Lista de tarefas =>
A. Reproduza do trecho sobre a CVA tudo o que vai de "Antes da crise" até "a sua operacionalidade.".
B. Prossiga com o trecho sobre a CVA, escrevendo a partir do ponto em que ele termina.
====== Trecho do texto
A administração da CVA divulgou em agosto passado a necessidade de uma injeção financeira para “melhorar a liquidez atual da empresa em benefício de seus funcionários, credores e todas as demais partes interessadas”.

Antes da crise provocada pela pandemia de Covid-19, a administração da CVA já tinha apontado que a companhia necessitava com urgência de um empréstimo de longo prazo para garantir a sua operacionalidade.

A CVA transportou quase 345 mil passageiros no primeiro ano (01 de março de 2019 a 28 de fevereiro de 2020) após a privatização de 51% da companhia, um aumento de 136% face ao período anterior, segundo dados fornecidos à Lusa pela empresa.

Relativamente às moratórias de Portugal, o primeiro ministro de Cabo Verde diz ter apreciado muito a moratória aprovada por Portugal ao pagamento da dívida cabo-verdiana, devido às consequências económicas da pandemia de covid-19, mas pede que se faça mais. Ulisses Correia e Silva recordou que “uma parte importante da dívida bilateral” do país “é com Portugal, a grande maioria empréstimos comerciais bonificados pelo Governo português”, daí a importância da moratória, até final do ano, anunciada em agosto por Lisboa.
============
====== Linhas fornecidas
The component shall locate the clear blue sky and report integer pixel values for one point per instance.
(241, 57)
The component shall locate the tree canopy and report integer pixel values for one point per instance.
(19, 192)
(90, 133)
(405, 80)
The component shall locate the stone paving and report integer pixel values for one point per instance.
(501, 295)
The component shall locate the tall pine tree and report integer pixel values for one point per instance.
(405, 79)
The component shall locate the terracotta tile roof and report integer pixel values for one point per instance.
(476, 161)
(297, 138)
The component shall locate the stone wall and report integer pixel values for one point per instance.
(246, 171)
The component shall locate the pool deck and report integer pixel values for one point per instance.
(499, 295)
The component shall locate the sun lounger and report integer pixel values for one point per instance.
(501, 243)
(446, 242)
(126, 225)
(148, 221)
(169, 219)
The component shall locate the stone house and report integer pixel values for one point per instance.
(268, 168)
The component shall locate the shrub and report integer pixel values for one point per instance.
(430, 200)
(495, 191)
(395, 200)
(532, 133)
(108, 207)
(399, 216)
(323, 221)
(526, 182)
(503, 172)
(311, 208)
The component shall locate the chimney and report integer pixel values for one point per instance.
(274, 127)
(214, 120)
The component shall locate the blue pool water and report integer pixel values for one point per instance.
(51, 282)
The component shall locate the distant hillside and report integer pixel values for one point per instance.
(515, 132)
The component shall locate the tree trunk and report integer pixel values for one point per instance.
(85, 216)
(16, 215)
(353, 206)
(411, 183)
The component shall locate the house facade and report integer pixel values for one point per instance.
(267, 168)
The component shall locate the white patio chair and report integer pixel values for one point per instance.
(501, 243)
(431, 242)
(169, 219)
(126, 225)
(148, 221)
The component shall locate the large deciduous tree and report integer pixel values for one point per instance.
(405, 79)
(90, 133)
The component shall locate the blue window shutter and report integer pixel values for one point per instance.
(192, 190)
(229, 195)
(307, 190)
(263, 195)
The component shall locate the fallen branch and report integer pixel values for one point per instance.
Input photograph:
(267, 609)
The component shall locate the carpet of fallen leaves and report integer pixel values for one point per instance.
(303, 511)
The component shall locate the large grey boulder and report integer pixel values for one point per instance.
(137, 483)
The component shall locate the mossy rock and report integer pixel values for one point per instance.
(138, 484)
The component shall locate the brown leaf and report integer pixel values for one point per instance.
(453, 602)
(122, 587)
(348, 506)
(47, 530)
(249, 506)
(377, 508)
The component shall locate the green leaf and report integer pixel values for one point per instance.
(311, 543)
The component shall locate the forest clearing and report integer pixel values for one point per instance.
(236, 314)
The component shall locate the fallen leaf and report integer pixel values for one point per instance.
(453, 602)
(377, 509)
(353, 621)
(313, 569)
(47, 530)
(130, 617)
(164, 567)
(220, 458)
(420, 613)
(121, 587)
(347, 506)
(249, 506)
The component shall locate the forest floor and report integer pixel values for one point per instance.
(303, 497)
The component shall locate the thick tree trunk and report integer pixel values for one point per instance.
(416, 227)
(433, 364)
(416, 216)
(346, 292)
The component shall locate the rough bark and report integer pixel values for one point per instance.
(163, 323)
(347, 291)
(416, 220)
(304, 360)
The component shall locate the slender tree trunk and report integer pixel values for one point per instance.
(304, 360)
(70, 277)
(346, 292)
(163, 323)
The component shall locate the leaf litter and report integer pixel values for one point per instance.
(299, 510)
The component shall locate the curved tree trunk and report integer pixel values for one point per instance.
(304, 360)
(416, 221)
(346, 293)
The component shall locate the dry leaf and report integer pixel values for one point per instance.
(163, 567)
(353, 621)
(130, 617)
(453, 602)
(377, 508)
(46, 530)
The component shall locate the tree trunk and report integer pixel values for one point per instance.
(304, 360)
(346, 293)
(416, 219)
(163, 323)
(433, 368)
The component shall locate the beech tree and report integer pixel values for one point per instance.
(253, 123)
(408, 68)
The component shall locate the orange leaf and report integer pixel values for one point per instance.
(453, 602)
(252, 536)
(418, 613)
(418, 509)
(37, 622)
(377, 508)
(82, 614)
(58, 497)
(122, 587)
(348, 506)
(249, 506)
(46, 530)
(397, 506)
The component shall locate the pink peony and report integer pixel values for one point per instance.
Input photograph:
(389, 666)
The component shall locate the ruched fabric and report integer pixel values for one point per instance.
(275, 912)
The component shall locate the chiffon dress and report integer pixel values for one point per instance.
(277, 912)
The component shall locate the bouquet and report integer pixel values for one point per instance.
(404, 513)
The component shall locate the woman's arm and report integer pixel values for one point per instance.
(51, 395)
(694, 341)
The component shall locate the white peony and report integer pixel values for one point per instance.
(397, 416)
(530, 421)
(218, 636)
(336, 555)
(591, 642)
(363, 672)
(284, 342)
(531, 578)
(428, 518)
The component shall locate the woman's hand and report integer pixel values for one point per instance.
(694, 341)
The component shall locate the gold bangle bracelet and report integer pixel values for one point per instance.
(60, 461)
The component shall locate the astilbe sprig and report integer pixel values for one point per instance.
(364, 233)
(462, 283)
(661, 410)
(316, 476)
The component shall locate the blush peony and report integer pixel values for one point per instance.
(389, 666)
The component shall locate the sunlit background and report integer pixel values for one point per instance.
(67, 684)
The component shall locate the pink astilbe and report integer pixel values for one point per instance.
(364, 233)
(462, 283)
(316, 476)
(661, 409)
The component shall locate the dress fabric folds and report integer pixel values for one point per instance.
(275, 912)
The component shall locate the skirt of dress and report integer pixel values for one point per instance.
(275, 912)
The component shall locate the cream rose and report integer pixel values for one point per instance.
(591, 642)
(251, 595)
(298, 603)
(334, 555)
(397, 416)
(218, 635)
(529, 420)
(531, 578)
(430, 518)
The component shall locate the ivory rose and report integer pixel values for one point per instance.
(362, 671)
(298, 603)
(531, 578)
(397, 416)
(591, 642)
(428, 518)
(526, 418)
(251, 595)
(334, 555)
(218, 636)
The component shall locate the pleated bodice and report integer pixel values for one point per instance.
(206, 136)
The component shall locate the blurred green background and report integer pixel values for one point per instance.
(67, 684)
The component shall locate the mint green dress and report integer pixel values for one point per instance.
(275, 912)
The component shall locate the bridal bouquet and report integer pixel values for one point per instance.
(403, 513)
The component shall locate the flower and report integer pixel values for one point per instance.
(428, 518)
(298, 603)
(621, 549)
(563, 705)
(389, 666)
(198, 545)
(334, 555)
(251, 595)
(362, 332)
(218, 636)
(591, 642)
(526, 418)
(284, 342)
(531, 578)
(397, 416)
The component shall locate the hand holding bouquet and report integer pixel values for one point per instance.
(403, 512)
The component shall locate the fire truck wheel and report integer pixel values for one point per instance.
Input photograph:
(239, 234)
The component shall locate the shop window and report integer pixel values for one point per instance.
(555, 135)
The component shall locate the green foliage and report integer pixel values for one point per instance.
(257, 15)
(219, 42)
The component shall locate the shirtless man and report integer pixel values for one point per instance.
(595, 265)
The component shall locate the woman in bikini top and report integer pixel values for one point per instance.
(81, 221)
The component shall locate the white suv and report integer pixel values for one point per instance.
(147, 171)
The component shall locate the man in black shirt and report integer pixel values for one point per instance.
============
Respostas =>
A.
Antes da crise provocada pela pandemia de Covid-19, a administração da CVA já tinha apontado que a companhia necessitava com urgência de um empréstimo de longo prazo para garantir a sua operacionalidade.

B.
“Apreciamos muito. Pode fazer mais, no quadro multilateral de alívio da divida externa, cujo modelo e condições ainda não estão definidos e dependem de credores e de abordagem concertada entre países”, afirmou Ulisses Correia e Silva.

O Governo português concedeu uma moratória, até 31 de dezembro de 2020, sobre os empréstimos diretos concedidos a Cabo Verde e a São Tomé e Príncipe, segundo um comunicado conjunto dos ministérios dos Negócios Estrangeiros e das Finanças, divulgado no início de agosto. Segundo o executivo, “a adoção desta medida de suspensão do pagamento de capital e juros vai determinar uma negociação, até setembro próximo, de acordos de moratória” com os dois países africanos de língua oficial portuguesa e o “estabelecimento de novo plano e condições de empréstimos”.

Esta moratória integra o “quadro de medidas de mitigação dos impactos económicos, sociais e sanitários provocados pela pandemia de Covid-19”, refere-se ainda na nota. A medida do executivo liderado por António Costa responde ao repto lançado pelo Clube de Paris, entidade criada informalmente em 1956 para apoiar países em dificuldades económicas, e pelo G20, grupo das 20 maiores economias do mundo, “a todos os credores bilaterais oficiais e privados, para uma mobilização mundial no apoio aos países menos desenvolvidos, através da ‘Iniciativa de suspensão do serviço de dívida’”, acrescenta-se na nota.

O vice-primeiro-ministro de Cabo Verde, Olavo Correia, defendeu no final de julho uma “reconversão” da dívida de 600 milhões de euros a Portugal em “investimentos estratégicos” no arquipélago, em “condições” que sejam “do interesse” de ambos os países. A posição foi assumida por Olavo Correia, que é também ministro das Finanças, tendo sublinhado que Portugal “é um parceiro estratégico”.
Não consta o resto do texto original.